● **Image boundary labeling records**:
-- BEGIN --
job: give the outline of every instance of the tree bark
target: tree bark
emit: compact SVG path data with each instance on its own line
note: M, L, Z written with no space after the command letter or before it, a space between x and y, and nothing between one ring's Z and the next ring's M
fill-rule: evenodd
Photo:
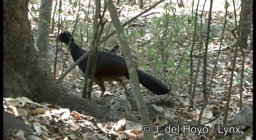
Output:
-- END --
● **Given task**: Copy every line of the records above word for word, but leave the pictures out.

● **Problem solution**:
job: give the outline of every instance of the tree bark
target: tree bark
emit: compact SVG path data with each instance on its own line
note: M, L, Z written with no space after the command letter or before it, a space between x and y, and nothing between one ring's Z and the next ring's M
fill-rule: evenodd
Photo:
Output:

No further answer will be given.